▸ **Aim**
Reproduce the material from the line containing "trousers with a single point per instance." through the end of the material, inclusive, with each line kept and 50 added to every number in the point coordinates.
#### Task material
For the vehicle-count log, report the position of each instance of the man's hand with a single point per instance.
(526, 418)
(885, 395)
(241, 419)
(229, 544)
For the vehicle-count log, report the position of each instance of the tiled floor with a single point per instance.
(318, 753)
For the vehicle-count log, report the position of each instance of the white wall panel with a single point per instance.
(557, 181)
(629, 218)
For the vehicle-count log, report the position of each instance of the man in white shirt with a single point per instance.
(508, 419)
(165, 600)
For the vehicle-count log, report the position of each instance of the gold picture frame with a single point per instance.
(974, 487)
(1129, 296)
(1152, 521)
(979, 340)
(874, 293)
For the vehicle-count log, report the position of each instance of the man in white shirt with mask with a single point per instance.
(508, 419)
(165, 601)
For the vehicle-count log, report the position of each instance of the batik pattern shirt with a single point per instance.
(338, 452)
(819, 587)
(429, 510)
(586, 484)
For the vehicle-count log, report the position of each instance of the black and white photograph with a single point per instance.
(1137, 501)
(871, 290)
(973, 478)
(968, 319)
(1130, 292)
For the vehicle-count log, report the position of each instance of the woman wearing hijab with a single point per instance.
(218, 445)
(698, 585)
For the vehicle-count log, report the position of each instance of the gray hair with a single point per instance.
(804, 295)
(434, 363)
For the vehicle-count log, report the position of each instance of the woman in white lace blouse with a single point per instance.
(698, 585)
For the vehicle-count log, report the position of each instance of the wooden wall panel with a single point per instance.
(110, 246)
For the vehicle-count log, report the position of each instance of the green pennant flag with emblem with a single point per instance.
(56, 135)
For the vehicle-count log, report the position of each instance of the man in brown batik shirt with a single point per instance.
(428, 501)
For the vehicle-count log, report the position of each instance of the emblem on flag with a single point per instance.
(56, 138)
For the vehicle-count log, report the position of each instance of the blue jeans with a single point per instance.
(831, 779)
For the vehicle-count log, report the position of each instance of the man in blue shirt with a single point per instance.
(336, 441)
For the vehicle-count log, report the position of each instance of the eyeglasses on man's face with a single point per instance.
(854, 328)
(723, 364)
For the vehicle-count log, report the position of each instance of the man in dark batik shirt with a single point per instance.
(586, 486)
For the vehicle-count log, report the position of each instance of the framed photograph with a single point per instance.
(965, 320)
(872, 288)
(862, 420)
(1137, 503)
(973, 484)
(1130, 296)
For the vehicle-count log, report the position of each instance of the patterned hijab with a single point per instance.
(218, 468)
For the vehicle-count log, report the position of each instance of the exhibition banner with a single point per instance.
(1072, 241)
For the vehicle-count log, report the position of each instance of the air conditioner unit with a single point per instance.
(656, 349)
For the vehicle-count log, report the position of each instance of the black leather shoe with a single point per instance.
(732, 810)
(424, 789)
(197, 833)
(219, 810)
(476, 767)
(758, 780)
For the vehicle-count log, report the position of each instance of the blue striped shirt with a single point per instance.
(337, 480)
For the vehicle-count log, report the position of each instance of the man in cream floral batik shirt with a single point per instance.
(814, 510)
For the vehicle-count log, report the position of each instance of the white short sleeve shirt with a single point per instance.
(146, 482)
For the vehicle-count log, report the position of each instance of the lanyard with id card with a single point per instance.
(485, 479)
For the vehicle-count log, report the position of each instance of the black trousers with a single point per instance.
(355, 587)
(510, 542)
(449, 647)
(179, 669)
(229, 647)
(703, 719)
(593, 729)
########
▸ **Answer to this problem**
For the vehicle-count log, report the position of each instance of the black trousers with a single point per instance.
(405, 637)
(560, 592)
(499, 697)
(229, 719)
(279, 697)
(753, 769)
(643, 779)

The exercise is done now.